Consigna:
¿Puedes copiar sin cambios el pasaje de la reseña sobre Rip Seni, más abajo, que comienza con "El viernes, cuando" y sigue hasta "no será nada."?

Texto del documento:
El viernes, cuando todavía no funcionaba el sistema para mirar las películas online y estaba absolutamente ansioso, me puse a ver dos películas que me mandaron los productores. Una fue el cortometraje inglés Rip Seni, de Daisy Ifama. Pero no pude escribir de ella ese día porque todavía no se había proyectado (era una premiere mundial). Es uno de los tantos films de denuncia que hay en Sheffield, es decir, un film que tiene el propósito de contribuir a una causa y se pone al servicio de la reparación de una injusticia. Este podría ser el comienzo de una discusión sobre el arte comprometido, un tema que ahora vuelve bajo un formato distinto. Ya nadie cree que un mamarracho estético se justifique solo porque defiende una idea noble, pero no pocos siguen pensando que el arte será revolucionario o no será nada. 

Vuelvo al corto. En 2010, Seni Lewis, un ciudadano negro de 23 años, murió a manos de la policía en el hospital psiquiátrico de Bethlem, en Londres. Seni era un estudiante universitario y tenía una vida normal hasta que un día tuvo un brote psicótico que llevó a su internación y a su muerte en circunstancias oscuras. Las autoridades hicieron lo posible para que no se supiera lo ocurrido, pero la familia llevó adelante una protesta que llevó al esclarecimiento de los hechos y a que la  justicia dictaminara que la intervención policial había sido brutal y desproporcionada. En 2019 Mark Tichner, un artista plástico, hizo una intervención alrededor de Bethlem: instaló ocho carteles con preguntas sobre el control social, tales como: “¿Usted cree su vida está gobernada por sus propios principios?”. Un año más tarde, los carteles aparecieron a su vez intervenidos: alguien había pintado una letra en rojo en cada uno (dejando un espacio) de tal modo que en la secuencia se leía “RIP SENI”. El anónimo grafitero sabía de lo que hablaba y provocó una reacción entre los deudos así como entre los artistas y en el personal del hospital. La película cuenta en veinte minutos esta historia con elegancia y sin alzar la voz. Empieza mostrando los árboles en el exterior del predio y, a partir de los carteles intervenidos, convoca a la madre de Seni y a otras mujeres que perdieron sus hijos a manos de la policía, a las que se ve en la reunión de una ONG fundada para combatir los abusos policiales. Rip Seni es honesta, armoniosa y elude la truculencia gratuita.

Material de base:
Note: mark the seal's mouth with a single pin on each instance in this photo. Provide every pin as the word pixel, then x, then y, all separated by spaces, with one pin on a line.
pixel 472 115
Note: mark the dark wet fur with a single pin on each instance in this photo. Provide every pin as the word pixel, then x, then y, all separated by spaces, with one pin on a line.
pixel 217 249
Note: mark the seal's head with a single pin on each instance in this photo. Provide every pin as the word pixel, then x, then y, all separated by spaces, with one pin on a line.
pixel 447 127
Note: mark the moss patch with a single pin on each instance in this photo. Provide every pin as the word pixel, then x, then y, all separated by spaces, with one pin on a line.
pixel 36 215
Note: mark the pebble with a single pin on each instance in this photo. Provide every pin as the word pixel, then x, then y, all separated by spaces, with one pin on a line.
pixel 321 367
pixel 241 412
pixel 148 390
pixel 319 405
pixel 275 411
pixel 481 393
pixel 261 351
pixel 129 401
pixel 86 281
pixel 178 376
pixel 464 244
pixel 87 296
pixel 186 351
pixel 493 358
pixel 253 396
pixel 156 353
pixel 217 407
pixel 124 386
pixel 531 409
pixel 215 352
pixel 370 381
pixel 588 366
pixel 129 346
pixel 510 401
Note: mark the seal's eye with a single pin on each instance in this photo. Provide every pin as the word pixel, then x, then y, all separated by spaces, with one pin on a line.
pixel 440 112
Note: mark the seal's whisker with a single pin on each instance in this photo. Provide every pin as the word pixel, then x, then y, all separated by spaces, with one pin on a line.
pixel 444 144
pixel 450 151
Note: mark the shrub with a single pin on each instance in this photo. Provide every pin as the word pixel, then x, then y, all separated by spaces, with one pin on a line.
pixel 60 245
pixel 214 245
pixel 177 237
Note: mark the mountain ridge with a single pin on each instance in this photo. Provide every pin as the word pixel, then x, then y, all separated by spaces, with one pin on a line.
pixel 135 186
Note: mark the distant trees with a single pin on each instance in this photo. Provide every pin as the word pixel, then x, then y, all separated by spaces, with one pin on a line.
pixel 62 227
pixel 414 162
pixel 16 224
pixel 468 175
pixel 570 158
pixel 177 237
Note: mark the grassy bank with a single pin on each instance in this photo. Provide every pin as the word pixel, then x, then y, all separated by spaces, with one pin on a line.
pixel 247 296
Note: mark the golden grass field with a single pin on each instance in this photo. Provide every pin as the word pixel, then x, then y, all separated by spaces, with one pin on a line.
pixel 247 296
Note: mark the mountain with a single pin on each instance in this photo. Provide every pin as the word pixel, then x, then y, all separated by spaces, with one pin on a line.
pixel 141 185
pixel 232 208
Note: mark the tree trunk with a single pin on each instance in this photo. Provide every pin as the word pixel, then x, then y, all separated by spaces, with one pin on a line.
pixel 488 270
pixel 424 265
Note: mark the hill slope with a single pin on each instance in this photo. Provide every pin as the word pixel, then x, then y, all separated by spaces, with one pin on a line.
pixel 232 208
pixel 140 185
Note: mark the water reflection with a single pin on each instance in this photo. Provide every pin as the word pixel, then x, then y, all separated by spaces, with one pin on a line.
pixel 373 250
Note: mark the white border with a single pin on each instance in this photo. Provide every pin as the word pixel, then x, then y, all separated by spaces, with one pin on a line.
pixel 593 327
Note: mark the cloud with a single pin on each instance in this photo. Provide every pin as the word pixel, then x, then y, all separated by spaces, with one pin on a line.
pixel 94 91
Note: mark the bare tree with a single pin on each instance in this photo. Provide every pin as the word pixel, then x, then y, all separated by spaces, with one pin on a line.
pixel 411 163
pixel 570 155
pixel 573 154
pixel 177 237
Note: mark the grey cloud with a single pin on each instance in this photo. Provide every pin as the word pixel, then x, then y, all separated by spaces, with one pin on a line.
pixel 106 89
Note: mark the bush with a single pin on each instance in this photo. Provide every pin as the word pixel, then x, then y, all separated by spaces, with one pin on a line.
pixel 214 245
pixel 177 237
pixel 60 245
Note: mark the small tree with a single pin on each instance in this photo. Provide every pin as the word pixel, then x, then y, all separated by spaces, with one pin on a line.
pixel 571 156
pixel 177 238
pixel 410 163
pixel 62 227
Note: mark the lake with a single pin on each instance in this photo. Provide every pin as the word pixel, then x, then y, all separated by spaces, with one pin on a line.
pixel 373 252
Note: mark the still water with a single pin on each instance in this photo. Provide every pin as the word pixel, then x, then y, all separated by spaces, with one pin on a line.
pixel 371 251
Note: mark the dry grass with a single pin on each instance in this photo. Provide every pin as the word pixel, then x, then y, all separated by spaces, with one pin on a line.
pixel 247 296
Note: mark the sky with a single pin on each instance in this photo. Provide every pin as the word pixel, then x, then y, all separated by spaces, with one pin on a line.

Respuesta:
El viernes, cuando todavía no funcionaba el sistema para mirar las películas online y estaba absolutamente ansioso, me puse a ver dos películas que me mandaron los productores. Una fue el cortometraje inglés Rip Seni, de Daisy Ifama. Pero no pude escribir de ella ese día porque todavía no se había proyectado (era una premiere mundial). Es uno de los tantos films de denuncia que hay en Sheffield, es decir, un film que tiene el propósito de contribuir a una causa y se pone al servicio de la reparación de una injusticia. Este podría ser el comienzo de una discusión sobre el arte comprometido, un tema que ahora vuelve bajo un formato distinto. Ya nadie cree que un mamarracho estético se justifique solo porque defiende una idea noble, pero no pocos siguen pensando que el arte será revolucionario o no será nada.